Nancy's Books

Sunday, June 18, 2017

Picture Book Revision, part 2

            Tips on revision, continued:

My thought processes rely heavily on verbs that don’t show action: is, are, was, were…. In revision, I eliminate many of the non-action verbs and replace them with other verbs that paint a specific picture (pedaled, skipped, barked). Action verbs don’t need modifiers, so fewer words are needed to describe the scene.
Add rhythm. Alliteration (fog floated) makes the prose livelier. Onamonapia (bumpty-bump) adds a beat that sounds like poetry when read aloud. Rhythm is how the words connect, a rise and fall of the phrases and sentences.
Less dialog. Picture books don’t rely heavily on dialog. Usually, dialog is no more than 1/3 of the text, often much less. Rather than conversations, use action scenes that can be illustrated with the narrator relating the action. The targeted audience is young children who prefer fast action to character conversation, which often slows the action. Of course, this is a general rule. Some books have no dialog, and some are all dialog.
Let the illustrations tell part of the story. Picture book writers have to think visually. When I write a first draft, I include scenes that describe illustrations. In revision, I study each word, phrase, and sentence; then, delete everything down to the bare action. Sometimes I cut so much, I have to add it again to make the story understandable. Picture books are short and the stories are to the point.

+ + + +

DIRECTIVE ->
List every verb that the picture book revision post gives as an example of a verb that paints a specific picture.

RECORDS ->
+ + + +

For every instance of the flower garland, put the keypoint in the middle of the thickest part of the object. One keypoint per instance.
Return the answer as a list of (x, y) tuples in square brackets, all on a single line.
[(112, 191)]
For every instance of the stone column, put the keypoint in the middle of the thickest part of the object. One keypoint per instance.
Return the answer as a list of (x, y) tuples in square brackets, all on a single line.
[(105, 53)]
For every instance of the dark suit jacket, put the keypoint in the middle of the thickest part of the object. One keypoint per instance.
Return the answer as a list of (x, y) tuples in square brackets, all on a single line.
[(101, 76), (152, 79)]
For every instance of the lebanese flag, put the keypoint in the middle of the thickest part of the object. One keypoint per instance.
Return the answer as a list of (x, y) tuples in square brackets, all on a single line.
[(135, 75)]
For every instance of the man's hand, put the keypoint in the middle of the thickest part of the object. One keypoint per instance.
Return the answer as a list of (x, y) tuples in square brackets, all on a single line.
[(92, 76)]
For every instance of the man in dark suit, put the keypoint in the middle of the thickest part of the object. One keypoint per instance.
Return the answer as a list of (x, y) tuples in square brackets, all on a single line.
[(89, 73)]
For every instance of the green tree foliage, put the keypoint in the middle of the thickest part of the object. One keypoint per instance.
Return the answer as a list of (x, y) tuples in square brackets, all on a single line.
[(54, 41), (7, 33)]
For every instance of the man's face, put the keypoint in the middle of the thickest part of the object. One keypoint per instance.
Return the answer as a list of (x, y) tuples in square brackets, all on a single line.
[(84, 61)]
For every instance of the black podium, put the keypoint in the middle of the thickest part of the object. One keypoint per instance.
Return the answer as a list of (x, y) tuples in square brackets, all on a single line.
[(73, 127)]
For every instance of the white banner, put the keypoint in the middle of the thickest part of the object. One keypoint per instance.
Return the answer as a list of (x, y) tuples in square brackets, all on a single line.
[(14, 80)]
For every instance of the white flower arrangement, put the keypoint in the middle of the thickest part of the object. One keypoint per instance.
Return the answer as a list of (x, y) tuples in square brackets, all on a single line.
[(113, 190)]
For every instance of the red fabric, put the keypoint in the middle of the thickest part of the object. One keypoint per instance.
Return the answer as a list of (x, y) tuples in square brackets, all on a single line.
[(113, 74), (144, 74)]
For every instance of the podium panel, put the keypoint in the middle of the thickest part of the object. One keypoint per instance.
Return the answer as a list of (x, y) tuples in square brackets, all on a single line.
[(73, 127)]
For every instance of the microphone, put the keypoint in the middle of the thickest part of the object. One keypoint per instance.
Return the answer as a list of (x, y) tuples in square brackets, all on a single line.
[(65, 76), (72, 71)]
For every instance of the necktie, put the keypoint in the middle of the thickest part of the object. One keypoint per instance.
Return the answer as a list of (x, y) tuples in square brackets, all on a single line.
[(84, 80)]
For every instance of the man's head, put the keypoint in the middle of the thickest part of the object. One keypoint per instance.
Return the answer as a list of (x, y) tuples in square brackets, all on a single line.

+ + + +

COMPLETED TASK ->
pedaled, skipped, barked